Problem details: All of the data must be retyped exactly, with nothing left out.
--- Data to use Enclosed Below ---
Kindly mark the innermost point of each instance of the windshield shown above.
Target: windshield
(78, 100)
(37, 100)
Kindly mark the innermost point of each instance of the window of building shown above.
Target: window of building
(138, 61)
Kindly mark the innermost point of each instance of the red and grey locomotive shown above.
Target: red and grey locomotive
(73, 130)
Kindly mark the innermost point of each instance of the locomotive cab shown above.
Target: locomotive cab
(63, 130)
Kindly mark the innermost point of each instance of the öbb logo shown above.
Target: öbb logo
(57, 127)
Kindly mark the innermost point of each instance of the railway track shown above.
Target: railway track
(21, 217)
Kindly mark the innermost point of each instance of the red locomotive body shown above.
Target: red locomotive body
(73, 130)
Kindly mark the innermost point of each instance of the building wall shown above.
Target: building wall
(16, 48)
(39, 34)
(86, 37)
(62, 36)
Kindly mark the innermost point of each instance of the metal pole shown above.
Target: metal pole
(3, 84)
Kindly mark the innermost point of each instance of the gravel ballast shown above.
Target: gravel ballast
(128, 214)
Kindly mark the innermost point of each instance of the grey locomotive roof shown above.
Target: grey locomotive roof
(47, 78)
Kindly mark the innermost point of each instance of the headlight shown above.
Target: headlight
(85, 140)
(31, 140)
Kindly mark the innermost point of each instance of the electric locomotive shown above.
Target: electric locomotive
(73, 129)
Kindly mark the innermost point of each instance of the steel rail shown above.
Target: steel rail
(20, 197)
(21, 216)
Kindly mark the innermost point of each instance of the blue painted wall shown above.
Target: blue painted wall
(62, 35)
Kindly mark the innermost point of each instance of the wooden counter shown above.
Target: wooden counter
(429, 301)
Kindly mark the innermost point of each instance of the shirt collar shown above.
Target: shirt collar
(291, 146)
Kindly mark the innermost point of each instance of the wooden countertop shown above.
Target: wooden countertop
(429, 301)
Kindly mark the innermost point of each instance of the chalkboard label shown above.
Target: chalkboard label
--- End of Enclosed Data to use ---
Your response:
Kindly mark the innermost point of each instance of the windshield shown above.
Target: windshield
(78, 100)
(37, 100)
Kindly mark the innermost point of each instance of the window of building shown above.
Target: window of building
(138, 61)
Kindly mark the innermost point of each instance of the red and grey locomotive shown above.
Target: red and grey locomotive
(73, 130)
Kindly mark the innermost point of each instance of the locomotive cab shown above.
Target: locomotive cab
(63, 130)
Kindly mark the innermost point of each instance of the öbb logo shown above.
Target: öbb logo
(57, 127)
Kindly mark the innermost point of each instance of the railway track shown above.
Target: railway track
(21, 217)
Kindly mark the innermost point of each instance of the red locomotive body shown above.
Target: red locomotive body
(73, 130)
Kindly mark the innermost point of each instance of the building wall shown above.
Target: building wall
(16, 48)
(39, 34)
(86, 37)
(62, 36)
Kindly mark the innermost point of each instance of the metal pole shown above.
Target: metal pole
(3, 84)
Kindly mark the innermost point of each instance of the gravel ballast shown above.
Target: gravel ballast
(128, 214)
Kindly mark the innermost point of each instance of the grey locomotive roof shown above.
Target: grey locomotive roof
(47, 78)
Kindly mark the innermost point of each instance of the headlight shown above.
Target: headlight
(85, 140)
(31, 140)
Kindly mark the innermost point of each instance of the electric locomotive shown above.
Target: electric locomotive
(73, 129)
Kindly mark the innermost point of each instance of the steel rail shown above.
Target: steel rail
(20, 197)
(21, 216)
Kindly mark the innermost point of each instance of the blue painted wall shown above.
Target: blue painted wall
(62, 35)
Kindly mark the innermost point of each instance of the wooden counter shown above.
Target: wooden counter
(429, 301)
Kindly mark the innermost point of each instance of the shirt collar shown above.
Target: shirt collar
(291, 146)
Kindly mark the innermost point of each instance of the wooden countertop shown above.
Target: wooden countertop
(429, 301)
Kindly mark the innermost point of each instance of the chalkboard label shown above.
Target: chalkboard label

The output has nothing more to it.